Please output the full listing, character for character.

RECORDS FOR THE EXERCISE below:

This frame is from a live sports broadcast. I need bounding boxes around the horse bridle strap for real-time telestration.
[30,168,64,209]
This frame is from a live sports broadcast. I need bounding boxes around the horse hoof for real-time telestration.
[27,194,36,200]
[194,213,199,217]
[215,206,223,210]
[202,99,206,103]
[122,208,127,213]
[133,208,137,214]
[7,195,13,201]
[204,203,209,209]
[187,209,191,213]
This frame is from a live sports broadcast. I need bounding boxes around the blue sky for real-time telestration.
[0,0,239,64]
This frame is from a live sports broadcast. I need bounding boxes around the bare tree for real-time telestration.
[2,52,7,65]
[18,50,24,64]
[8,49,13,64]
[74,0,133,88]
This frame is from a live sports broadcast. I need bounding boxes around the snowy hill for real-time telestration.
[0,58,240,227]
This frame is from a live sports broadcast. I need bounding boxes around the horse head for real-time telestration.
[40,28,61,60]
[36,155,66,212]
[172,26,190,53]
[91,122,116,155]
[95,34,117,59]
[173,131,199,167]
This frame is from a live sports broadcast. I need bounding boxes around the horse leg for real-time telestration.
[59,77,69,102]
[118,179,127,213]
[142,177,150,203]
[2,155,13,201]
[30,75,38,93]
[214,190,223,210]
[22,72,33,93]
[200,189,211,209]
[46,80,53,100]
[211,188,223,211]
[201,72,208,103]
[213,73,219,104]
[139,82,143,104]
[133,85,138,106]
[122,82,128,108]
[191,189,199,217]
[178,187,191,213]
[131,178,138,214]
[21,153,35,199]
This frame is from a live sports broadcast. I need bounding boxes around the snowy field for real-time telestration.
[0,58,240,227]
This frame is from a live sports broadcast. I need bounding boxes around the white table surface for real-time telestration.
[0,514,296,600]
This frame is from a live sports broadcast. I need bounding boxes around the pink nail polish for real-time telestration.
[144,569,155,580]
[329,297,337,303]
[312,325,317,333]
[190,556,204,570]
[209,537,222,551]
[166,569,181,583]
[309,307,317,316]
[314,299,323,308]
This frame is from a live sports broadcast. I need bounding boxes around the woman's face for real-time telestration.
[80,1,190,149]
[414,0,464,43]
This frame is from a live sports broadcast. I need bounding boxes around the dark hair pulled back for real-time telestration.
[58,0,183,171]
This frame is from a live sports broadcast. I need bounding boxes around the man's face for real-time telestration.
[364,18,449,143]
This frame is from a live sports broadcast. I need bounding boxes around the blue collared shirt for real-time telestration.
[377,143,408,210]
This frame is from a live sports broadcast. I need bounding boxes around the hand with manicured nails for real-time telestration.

End of RECORDS FOR THE EXERCISE.

* RESULT OF THIS EXERCISE
This frame is from a live sports broadcast. I need bounding boxes around the horse bridle strap for real-time telestration.
[30,168,64,209]
This frame is from a live sports broadcast. I need bounding boxes around the horse hoof for real-time telestration.
[27,194,36,200]
[194,213,199,217]
[215,206,223,210]
[202,99,206,103]
[122,208,127,213]
[133,208,137,214]
[7,195,13,201]
[204,203,209,209]
[187,209,191,213]
This frame is from a live sports broadcast. I need bounding boxes around the blue sky for real-time telestration.
[0,0,239,64]
This frame is from a live sports broadcast. I need bounding boxes around the bare tree for real-time telestration.
[2,52,7,65]
[18,50,24,64]
[8,49,13,64]
[74,0,133,88]
This frame is from a live sports broadcast. I need bounding boxes around the snowy hill for real-time telestration.
[0,58,240,227]
This frame is from a live sports broadcast. I need bounding boxes around the horse head for real-time telestration.
[40,28,61,60]
[36,155,66,212]
[172,26,190,53]
[91,122,116,155]
[95,34,117,59]
[173,131,199,167]
This frame is from a live sports broadcast. I need bounding boxes around the horse leg for real-time telestration.
[59,77,69,102]
[118,179,127,213]
[142,177,150,203]
[2,155,13,201]
[30,75,38,93]
[214,190,223,210]
[22,72,33,93]
[200,189,211,209]
[46,80,53,100]
[211,188,223,211]
[201,72,208,103]
[213,73,219,104]
[139,82,143,104]
[133,85,138,106]
[122,82,128,108]
[191,189,199,217]
[178,187,191,213]
[131,178,138,214]
[21,153,35,199]
This frame is from a live sports broadcast. I need bounding boxes around the snowy field for real-time telestration.
[0,58,240,227]
This frame is from a live sports broadcast. I need bounding boxes around the white table surface for real-time telestration.
[0,514,296,600]
This frame is from a live sports broadcast. I need bounding boxes around the pink nail polish for real-time telestration.
[144,569,155,580]
[329,297,337,303]
[312,325,317,333]
[190,556,204,570]
[209,537,222,551]
[166,569,181,583]
[309,307,317,316]
[314,299,323,308]
This frame is from a live sports broadcast. I need bounding boxes around the woman's face for real-time telestration.
[80,1,190,149]
[414,0,464,43]
This frame is from a live sports broadcast. I need bounding boxes around the dark hair pulled back for real-time telestration.
[58,0,183,171]
This frame is from a live sports broadcast. I need bounding boxes around the man's face for real-time telestration.
[364,18,449,143]
This frame is from a live sports broadcast. I need bounding boxes around the blue collared shirt for real-time telestration.
[377,143,408,210]
This frame is from a live sports broadcast. I need bounding boxes around the hand with manicured nails for real-time telestration.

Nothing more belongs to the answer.